DOCUMENT SECTION:
Normally division with integers gives an integer result losing everything
after the decimal. Couple of things you can do about that, but basically you
have to convert your denominator or divisor to a float before you divide:

J = I / float(12 * 100)

or

J = float(I) / (12 * 100)

Alternativly you could use 12.0 instead of 12 (or 100.0 instead of 100 for
that matter)

J = I / (12.0 * 100)

or

J = I / (12 * 100.0)

And last, but not least, you can import from future to make all division
"lossless":

from __future__ import division
J = I / (12 * 100)
I personally prefer the first one, but they will all work fine.
greg
Jul 18 '05 #2
On Tuesday 23 September 2003 10:34 pm, Indigo Moon Man wrote:
for the formula J = I / (12 * 100) where I is low (like about 8 to 15) I
get 0. But when I do it with a calculator it's actually .008333 for
example if I were 10. Is there a way I can get python to recognize the
.008333 instead of it just giving me 0?

You're getting bit by the difference between integer and float
division.

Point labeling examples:
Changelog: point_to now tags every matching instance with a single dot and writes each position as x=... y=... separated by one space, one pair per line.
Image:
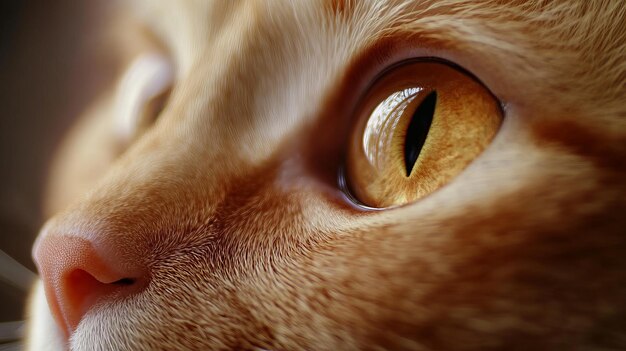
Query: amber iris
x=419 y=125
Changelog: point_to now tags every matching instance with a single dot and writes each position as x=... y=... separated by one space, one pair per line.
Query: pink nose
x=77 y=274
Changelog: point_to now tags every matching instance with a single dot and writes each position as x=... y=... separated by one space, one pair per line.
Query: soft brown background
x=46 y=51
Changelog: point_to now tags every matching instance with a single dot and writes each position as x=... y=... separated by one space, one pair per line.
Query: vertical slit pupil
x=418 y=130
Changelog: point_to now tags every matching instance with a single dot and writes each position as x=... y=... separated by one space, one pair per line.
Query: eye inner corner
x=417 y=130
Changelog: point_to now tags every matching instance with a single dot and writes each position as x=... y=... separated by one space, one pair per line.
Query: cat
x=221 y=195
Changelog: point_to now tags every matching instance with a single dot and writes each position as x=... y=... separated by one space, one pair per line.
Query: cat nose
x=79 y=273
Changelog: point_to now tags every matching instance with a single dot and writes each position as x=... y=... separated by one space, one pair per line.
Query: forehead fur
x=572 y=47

--

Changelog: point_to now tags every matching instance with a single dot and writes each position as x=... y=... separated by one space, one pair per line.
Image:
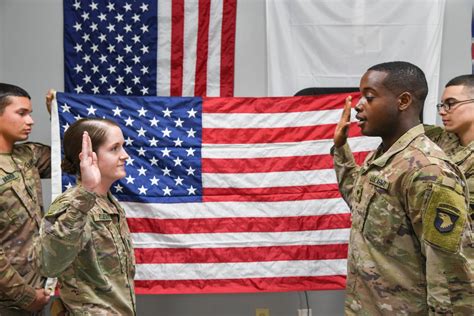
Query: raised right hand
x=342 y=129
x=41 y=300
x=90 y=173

--

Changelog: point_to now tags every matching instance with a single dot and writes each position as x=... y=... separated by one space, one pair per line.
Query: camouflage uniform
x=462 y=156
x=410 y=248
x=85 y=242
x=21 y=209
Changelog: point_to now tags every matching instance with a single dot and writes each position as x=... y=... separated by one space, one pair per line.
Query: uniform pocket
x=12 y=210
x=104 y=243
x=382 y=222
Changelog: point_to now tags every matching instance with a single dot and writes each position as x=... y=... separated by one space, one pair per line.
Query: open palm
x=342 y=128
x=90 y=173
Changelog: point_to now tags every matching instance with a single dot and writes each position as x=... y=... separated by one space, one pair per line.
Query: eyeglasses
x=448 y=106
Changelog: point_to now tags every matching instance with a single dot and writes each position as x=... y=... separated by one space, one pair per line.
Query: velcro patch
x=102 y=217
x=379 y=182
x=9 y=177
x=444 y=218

PROBLEMS AND TASKS:
(1) Answer these about the thread on Python division:
(a) What does normal integer division lose, according to the thread?
(b) What import line makes all division "lossless"?
(c) For the formula J = I / (12 * 100) with I at 10, what value does a calculator give?
(2) Please write the next part of the thread on Python division, starting right after its last sentence.

RESPONSES TO THE EXERCISE:
(1)
(a) Everything after the decimal.
(b) from __future__ import division
(c) .008333

(2)
In versions of python prior to 2.3 (and in 2.3 under normal
circumstances), division of two integers returns an integer and
division of two floats (or a float and an integer )returns a float:
2/3 0 2/3.0 0.66666666666666663 2.0/3.0 0.66666666666666663
So one solution would be to make sure the numbers you are dividing are
floats when you want a float in return.

In future version of Python, there will be two dividion operators:
/ will always return a float
// will always return an int

In Python 2.3, you can experiment with the future behavior by starting
your program with:
from __future__ import division
2/3 0.66666666666666663 2//3 0

So depending on your version of Python, this may be another solution.

Gary Herron

Jul 18 '05 #3
Gary Herron <gh*****@islandtraining.com> spake thusly:

You're getting bit by the difference between integer and float
division.

In versions of python prior to 2.3 (and in 2.3 under normal
circumstances), division of two integers returns an integer and
division of two floats (or a float and an integer )returns a float:

Great! Thank you very much!
--
Audio Bible Online:
http://www.audio-bible.com/
Jul 18 '05 #4
Greg Krohn <as*@me.com> spake thusly:

Normally division with integers gives an integer result losing everything
after the decimal. Couple of things you can do about that, but basically
you have to convert your denominator or divisor to a float before you
divide:

That's great! Thank you very much for your help!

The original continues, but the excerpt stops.